Objective: Rewrite all of the entries below, swapping "one line per instance" for "a separate line for each instance" and leaving everything else unchanged. Omit the pictures from your answer.

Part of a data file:
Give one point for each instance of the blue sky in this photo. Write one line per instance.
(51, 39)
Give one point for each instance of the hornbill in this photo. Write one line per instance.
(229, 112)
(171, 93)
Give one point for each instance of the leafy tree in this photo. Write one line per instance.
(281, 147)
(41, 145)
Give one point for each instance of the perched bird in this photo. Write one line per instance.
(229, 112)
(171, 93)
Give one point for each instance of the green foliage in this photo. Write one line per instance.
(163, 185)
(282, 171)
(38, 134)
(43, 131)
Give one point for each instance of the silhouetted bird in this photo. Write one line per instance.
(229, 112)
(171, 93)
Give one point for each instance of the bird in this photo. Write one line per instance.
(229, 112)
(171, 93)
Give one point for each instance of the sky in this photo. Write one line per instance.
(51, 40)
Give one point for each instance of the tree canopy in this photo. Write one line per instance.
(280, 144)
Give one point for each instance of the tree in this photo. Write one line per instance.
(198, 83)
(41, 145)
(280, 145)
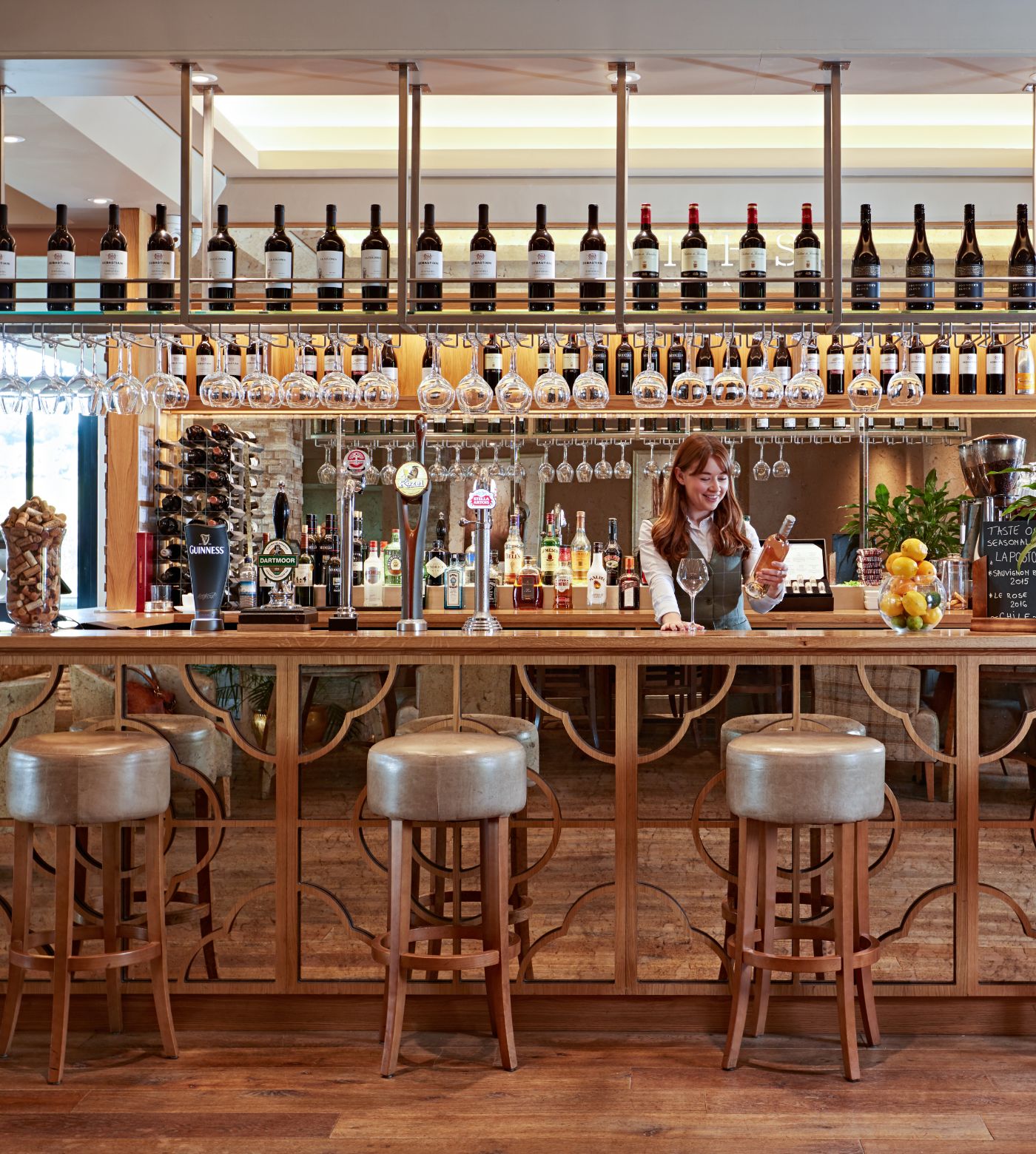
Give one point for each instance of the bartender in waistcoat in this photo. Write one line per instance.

Written response:
Give one point for each instance of the blue sky in this photo. Write a separate line for each instance.
(51, 39)
Give one point for each instance of the hornbill in this photo. Write a separate line for each instance.
(229, 112)
(171, 93)
Give one point for each instance of the leafy tree in this photo. Write a separate line for each instance.
(281, 147)
(41, 145)
Give one point for each instance of the perched bird in this photo. Write a separate line for each instance.
(229, 112)
(171, 93)
Give one point for each instance of the green foliage in this photo. Write a separate line for each instance.
(163, 185)
(282, 171)
(38, 134)
(43, 131)
Give one point for each instance of the silhouetted bird in this photo. Write a separate line for each instance.
(229, 112)
(171, 93)
Give one point for each instance of the bird in this photo. Write a separate line for each instance.
(229, 112)
(171, 93)
Give one point for each instance of the sky in this photo. Write a separate line for each instance.
(51, 40)
Give one point for each instance of the tree canopy in this photo. Write a separate line for each instance.
(280, 144)
Give one point for each instance of the tree in this photo. Write a separate line for each instance.
(198, 83)
(41, 145)
(280, 145)
Give one point for each instance of the bartender in waistcoat in this photo. Write a separate line for each instance.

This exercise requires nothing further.